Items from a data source
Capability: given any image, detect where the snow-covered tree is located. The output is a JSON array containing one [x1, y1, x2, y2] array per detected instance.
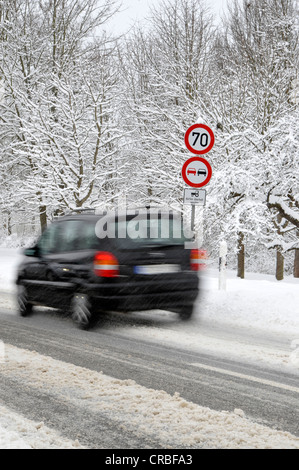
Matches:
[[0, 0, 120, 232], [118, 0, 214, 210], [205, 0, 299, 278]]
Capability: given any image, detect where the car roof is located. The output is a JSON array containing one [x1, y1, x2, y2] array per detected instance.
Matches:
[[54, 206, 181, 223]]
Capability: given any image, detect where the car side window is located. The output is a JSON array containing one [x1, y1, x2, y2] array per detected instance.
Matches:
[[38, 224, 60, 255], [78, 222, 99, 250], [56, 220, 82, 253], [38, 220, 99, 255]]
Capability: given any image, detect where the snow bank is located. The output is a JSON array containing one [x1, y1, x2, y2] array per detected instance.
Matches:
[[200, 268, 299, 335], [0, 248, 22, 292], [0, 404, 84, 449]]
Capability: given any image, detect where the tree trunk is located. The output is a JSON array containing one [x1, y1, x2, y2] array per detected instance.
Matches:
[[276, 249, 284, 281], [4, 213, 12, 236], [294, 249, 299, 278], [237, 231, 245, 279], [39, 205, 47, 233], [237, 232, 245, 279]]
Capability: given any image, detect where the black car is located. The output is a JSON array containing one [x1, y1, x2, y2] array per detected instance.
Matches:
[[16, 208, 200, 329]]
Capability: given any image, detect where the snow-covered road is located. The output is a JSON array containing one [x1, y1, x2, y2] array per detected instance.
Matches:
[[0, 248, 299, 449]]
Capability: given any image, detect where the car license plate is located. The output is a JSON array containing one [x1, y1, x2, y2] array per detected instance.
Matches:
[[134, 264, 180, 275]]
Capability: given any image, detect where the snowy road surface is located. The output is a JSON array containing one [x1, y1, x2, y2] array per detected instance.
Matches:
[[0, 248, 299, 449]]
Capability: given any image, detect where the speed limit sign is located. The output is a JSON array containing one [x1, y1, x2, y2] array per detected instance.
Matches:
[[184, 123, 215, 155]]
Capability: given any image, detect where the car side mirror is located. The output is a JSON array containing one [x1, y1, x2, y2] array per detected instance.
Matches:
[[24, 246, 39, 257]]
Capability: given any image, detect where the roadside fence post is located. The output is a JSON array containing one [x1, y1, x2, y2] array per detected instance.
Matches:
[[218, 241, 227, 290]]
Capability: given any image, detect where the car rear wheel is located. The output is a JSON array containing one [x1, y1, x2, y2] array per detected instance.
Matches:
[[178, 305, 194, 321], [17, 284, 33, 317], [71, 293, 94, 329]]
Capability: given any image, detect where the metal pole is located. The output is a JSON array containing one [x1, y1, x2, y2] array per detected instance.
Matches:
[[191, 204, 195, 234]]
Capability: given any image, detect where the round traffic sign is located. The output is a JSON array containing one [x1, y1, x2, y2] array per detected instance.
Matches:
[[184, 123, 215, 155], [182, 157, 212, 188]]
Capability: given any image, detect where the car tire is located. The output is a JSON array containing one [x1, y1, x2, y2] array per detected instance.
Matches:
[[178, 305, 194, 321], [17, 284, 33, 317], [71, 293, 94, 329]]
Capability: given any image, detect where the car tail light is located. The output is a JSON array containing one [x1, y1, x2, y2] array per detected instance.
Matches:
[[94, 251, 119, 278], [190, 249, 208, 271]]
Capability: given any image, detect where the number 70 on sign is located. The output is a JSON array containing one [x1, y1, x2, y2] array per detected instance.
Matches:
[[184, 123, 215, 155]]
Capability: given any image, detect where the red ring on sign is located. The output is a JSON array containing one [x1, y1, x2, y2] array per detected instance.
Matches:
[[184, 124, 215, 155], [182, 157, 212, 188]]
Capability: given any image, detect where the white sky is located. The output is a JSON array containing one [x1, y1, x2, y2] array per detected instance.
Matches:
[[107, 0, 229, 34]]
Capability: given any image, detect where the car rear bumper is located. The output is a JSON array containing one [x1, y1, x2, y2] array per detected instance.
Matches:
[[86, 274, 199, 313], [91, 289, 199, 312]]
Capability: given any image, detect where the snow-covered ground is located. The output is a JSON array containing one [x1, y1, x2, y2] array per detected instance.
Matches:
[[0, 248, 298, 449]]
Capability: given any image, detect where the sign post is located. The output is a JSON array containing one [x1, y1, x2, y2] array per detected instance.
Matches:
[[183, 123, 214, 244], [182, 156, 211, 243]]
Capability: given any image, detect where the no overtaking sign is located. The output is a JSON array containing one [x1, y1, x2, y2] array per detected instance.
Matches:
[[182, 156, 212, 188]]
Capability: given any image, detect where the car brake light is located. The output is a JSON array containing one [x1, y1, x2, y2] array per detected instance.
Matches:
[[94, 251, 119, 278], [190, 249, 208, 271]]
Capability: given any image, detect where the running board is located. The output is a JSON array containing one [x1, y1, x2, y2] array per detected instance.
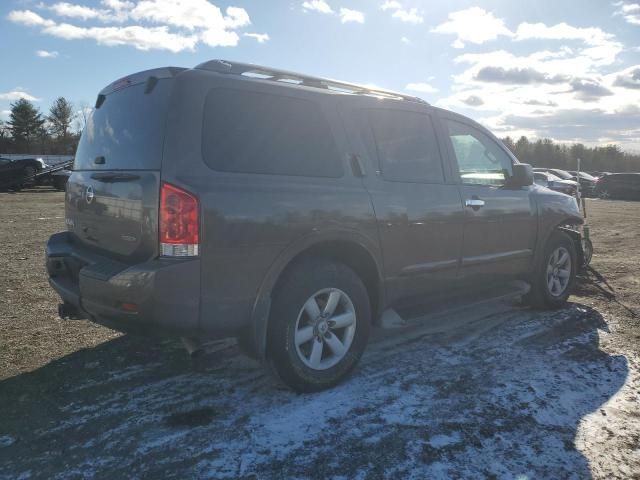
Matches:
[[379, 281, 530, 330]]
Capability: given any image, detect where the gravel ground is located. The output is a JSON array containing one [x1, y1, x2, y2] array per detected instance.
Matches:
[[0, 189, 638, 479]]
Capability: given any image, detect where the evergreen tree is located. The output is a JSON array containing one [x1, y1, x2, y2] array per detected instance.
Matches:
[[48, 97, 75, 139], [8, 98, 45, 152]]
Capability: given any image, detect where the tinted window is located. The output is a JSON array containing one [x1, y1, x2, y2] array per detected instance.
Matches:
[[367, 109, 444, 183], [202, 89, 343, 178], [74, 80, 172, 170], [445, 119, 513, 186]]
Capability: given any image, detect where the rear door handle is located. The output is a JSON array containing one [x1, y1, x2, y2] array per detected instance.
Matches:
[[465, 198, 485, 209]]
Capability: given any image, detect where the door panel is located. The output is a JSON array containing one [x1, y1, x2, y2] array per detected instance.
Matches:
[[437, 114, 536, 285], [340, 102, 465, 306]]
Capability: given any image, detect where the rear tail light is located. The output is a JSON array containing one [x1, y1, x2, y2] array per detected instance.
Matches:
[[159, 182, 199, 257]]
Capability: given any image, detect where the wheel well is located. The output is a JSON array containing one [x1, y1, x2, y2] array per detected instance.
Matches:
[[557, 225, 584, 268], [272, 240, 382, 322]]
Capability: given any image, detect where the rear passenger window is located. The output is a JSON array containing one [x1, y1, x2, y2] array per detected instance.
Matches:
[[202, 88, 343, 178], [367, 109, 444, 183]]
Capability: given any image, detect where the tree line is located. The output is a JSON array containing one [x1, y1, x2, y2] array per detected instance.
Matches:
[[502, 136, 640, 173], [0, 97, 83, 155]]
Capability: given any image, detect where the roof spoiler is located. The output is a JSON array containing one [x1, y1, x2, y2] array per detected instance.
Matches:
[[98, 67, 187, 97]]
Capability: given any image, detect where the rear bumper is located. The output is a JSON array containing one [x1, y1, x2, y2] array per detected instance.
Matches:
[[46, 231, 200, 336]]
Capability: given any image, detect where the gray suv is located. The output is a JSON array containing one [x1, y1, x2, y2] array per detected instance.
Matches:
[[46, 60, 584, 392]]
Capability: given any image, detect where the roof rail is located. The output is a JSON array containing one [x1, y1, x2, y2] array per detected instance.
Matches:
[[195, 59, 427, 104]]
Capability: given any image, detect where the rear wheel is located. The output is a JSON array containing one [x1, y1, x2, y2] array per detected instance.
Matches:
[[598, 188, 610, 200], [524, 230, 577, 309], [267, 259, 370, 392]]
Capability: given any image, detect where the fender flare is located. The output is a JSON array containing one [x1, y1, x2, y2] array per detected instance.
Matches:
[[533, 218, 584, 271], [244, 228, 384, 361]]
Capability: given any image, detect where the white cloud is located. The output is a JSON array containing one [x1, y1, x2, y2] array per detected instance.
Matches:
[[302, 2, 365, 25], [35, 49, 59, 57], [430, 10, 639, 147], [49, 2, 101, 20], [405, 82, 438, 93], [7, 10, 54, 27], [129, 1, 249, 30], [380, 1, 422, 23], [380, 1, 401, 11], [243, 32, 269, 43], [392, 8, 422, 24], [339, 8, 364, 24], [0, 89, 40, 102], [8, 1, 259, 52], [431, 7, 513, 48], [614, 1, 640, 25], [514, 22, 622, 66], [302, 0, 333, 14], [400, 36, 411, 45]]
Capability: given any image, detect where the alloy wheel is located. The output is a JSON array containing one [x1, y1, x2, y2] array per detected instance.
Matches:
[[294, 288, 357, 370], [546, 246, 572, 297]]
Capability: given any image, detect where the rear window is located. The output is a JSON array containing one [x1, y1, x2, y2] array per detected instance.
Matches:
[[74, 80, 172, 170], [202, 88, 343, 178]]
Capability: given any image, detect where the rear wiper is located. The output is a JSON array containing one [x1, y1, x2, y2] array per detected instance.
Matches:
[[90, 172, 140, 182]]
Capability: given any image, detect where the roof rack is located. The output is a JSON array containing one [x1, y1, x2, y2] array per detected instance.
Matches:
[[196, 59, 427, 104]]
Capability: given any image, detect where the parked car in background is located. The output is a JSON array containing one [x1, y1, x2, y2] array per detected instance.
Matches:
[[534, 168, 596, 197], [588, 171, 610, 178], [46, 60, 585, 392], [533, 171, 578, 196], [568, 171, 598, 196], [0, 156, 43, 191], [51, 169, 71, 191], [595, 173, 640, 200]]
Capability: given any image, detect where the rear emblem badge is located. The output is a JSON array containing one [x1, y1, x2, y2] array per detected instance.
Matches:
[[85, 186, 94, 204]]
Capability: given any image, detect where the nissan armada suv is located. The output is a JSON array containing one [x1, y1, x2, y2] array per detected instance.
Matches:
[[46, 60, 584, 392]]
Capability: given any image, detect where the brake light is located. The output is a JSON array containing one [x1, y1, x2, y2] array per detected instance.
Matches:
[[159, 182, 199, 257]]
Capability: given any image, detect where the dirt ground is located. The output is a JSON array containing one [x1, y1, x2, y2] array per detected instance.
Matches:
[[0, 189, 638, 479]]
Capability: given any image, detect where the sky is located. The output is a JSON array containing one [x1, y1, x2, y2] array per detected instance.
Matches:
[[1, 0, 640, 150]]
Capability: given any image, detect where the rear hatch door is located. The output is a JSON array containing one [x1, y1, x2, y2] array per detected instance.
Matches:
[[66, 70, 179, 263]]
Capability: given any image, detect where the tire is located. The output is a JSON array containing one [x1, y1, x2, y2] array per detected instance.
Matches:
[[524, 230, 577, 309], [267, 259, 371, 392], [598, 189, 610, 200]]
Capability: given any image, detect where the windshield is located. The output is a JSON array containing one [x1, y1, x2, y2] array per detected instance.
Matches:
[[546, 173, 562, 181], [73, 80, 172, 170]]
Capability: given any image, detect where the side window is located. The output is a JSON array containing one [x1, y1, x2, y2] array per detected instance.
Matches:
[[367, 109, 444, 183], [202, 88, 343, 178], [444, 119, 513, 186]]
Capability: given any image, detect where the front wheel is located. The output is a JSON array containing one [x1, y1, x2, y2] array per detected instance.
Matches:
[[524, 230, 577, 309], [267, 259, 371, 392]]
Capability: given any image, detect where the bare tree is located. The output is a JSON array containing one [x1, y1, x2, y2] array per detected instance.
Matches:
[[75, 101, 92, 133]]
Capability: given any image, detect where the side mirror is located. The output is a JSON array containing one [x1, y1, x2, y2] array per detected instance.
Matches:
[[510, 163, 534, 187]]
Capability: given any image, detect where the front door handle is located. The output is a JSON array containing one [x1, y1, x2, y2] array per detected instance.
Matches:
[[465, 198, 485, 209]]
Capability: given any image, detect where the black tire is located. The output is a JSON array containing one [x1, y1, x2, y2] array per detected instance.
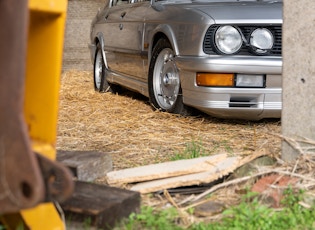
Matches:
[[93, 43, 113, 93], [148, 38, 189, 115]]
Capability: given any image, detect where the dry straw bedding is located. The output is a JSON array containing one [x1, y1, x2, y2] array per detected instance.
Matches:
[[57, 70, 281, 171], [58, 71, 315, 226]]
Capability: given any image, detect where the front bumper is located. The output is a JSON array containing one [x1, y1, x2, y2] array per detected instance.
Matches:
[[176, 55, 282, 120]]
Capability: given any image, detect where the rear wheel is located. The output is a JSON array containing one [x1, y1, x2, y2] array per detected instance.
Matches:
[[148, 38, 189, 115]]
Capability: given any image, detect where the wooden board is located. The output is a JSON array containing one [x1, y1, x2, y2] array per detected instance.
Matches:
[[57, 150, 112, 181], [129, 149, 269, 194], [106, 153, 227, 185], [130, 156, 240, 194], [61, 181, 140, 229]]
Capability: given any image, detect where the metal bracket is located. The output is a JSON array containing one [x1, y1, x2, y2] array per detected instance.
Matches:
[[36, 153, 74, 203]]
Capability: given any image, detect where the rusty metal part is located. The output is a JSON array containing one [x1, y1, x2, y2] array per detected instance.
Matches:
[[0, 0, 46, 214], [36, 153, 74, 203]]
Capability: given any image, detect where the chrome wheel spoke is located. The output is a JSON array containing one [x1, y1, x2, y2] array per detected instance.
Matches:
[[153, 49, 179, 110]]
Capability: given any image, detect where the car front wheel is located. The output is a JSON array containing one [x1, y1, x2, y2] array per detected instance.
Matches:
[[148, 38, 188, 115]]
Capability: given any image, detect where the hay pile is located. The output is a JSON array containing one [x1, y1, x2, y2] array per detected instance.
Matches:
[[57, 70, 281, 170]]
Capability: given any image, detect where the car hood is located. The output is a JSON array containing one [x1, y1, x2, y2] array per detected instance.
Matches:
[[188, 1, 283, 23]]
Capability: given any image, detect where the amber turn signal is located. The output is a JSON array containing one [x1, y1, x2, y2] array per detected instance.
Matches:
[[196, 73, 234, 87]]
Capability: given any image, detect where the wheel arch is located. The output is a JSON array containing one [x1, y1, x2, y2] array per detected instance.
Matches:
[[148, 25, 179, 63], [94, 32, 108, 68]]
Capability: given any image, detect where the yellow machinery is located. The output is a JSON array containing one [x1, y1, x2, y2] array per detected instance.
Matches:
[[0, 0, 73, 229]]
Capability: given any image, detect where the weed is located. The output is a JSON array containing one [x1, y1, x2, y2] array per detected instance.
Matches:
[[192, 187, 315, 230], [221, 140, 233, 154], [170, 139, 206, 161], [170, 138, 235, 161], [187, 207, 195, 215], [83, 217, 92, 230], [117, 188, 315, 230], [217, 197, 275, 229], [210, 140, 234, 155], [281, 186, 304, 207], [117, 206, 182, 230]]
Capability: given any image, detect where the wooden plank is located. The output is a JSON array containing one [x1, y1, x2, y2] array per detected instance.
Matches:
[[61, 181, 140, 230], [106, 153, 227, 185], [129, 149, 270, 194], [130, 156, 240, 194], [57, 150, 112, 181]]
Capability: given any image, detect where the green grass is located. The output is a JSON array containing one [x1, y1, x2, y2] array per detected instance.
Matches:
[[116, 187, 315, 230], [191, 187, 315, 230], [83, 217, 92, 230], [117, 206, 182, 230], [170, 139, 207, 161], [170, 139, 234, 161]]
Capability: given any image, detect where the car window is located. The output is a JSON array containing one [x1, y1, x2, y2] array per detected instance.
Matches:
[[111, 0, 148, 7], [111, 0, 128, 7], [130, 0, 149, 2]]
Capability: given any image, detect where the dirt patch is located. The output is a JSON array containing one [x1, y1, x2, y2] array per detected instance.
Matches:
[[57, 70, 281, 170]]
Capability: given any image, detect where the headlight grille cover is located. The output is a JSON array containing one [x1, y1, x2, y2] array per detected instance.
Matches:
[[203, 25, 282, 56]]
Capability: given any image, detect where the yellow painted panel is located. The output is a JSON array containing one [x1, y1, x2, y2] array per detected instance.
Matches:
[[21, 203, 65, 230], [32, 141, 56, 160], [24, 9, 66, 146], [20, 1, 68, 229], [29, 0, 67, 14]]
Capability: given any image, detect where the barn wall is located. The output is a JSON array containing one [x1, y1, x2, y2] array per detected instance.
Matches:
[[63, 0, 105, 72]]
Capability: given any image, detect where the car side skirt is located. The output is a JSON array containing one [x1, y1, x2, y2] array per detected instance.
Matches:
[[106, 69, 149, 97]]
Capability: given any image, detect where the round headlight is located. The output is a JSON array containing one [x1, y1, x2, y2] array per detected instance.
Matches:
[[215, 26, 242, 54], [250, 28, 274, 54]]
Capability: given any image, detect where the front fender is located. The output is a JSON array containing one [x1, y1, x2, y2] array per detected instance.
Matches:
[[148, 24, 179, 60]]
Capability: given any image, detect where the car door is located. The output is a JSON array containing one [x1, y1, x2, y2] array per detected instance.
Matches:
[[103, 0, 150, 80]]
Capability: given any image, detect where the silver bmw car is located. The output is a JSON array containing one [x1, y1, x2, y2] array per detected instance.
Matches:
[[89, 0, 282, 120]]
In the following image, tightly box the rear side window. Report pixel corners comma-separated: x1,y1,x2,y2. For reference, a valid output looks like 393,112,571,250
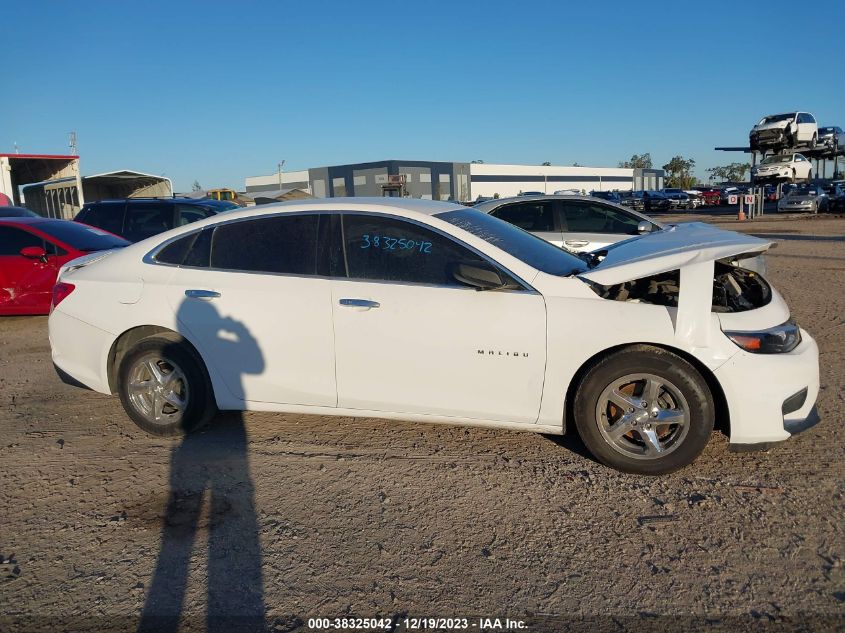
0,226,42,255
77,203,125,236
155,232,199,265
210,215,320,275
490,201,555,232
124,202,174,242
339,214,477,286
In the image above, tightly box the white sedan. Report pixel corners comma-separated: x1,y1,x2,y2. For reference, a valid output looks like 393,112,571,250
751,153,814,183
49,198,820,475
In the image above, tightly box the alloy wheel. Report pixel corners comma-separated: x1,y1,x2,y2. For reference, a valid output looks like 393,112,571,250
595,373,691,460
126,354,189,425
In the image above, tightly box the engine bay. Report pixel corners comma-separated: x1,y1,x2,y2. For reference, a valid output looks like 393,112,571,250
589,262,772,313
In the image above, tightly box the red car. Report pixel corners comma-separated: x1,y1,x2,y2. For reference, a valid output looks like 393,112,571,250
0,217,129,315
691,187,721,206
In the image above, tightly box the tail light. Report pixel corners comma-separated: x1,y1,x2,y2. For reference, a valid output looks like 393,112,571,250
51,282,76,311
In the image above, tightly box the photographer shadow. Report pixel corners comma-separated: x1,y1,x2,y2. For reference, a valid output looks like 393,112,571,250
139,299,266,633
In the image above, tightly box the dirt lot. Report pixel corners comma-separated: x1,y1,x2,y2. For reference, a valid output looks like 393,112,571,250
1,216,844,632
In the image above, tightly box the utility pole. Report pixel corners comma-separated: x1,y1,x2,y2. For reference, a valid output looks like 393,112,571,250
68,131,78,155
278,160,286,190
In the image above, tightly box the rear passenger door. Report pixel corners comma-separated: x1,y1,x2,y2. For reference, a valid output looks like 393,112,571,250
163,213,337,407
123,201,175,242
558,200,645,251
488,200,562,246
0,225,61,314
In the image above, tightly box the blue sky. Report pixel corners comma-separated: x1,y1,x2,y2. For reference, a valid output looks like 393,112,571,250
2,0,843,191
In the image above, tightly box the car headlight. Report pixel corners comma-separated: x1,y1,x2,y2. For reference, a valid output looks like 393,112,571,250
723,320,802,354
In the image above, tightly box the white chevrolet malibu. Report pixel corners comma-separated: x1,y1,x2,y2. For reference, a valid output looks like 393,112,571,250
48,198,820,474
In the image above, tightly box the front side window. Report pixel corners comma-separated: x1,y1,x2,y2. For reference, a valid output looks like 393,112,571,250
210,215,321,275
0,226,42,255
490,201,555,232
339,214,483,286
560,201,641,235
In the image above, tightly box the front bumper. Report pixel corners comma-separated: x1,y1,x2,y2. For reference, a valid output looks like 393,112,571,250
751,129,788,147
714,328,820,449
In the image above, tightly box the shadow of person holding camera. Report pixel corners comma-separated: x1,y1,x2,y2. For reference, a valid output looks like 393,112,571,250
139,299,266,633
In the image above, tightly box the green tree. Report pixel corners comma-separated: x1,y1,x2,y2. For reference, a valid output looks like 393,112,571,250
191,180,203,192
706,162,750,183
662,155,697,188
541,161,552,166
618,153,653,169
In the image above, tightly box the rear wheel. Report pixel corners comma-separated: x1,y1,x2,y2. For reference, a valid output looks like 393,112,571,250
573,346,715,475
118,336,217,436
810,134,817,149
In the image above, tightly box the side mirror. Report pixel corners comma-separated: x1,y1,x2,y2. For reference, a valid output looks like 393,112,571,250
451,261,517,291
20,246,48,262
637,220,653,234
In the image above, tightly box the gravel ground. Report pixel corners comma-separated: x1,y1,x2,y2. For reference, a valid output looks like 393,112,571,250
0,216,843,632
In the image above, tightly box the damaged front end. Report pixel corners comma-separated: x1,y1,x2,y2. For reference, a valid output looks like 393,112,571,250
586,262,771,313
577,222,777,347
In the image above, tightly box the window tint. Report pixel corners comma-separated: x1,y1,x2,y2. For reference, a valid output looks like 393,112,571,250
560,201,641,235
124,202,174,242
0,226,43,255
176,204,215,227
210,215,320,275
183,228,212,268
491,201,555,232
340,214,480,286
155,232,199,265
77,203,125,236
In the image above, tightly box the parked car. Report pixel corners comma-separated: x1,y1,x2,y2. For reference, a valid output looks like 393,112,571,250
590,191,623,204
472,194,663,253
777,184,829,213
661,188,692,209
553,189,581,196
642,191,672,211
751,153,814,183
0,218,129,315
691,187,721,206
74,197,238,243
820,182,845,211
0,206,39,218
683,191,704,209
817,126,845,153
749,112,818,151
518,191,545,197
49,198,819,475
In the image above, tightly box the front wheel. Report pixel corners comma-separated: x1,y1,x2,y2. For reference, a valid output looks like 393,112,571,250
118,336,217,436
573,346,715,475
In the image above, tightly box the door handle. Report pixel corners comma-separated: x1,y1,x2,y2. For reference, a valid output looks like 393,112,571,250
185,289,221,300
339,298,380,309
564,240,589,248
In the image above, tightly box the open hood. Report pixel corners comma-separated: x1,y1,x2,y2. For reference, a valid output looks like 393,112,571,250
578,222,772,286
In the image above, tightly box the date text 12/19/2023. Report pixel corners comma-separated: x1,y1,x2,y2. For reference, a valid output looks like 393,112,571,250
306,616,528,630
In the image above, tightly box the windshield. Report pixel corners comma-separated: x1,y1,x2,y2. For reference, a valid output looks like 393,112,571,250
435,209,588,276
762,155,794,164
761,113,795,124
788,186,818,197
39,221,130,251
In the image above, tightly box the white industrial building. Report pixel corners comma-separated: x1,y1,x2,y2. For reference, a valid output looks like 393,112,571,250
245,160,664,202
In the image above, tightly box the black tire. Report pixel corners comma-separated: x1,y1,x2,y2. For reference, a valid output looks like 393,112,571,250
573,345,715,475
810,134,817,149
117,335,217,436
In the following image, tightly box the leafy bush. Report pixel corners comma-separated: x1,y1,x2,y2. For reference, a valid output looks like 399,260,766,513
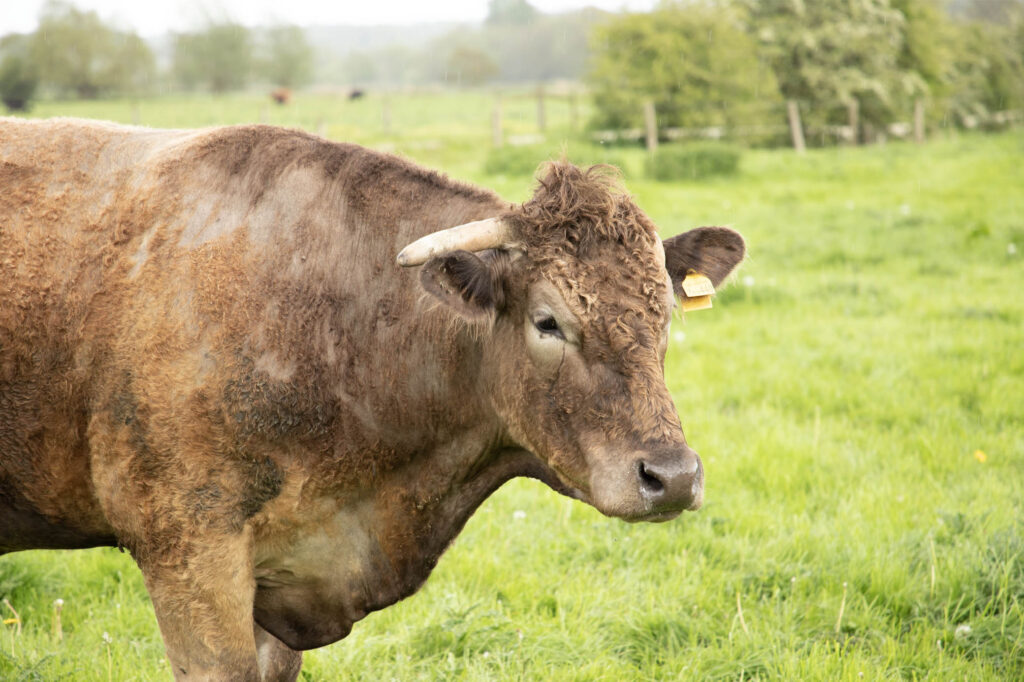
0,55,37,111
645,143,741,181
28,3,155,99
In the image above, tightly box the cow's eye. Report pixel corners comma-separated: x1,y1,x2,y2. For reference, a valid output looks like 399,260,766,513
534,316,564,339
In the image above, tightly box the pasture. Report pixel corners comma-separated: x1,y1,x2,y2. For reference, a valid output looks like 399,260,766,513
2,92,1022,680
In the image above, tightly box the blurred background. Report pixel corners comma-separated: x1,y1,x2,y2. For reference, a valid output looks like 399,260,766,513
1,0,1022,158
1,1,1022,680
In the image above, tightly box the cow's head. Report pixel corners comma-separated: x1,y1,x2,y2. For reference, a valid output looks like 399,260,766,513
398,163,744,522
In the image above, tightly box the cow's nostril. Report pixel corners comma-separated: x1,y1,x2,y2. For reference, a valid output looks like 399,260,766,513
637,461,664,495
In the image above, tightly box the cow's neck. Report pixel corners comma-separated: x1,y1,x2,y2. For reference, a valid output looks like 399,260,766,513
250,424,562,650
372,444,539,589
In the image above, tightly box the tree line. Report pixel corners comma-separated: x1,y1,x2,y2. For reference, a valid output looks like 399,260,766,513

_EXERCISE OBJECTIVE_
If a line of the records above holds the word "brake", show it.

_SOLVED EXERCISE_
Capability: given any image, detect where the car brake light is located. The output is a JSON array containing one [x1, y1, x2, y2] array per detected instance.
Capability: given any image, detect where the brake light is located. The output is a JSON array containing one [x1, y1, x2, y2] array per detected instance.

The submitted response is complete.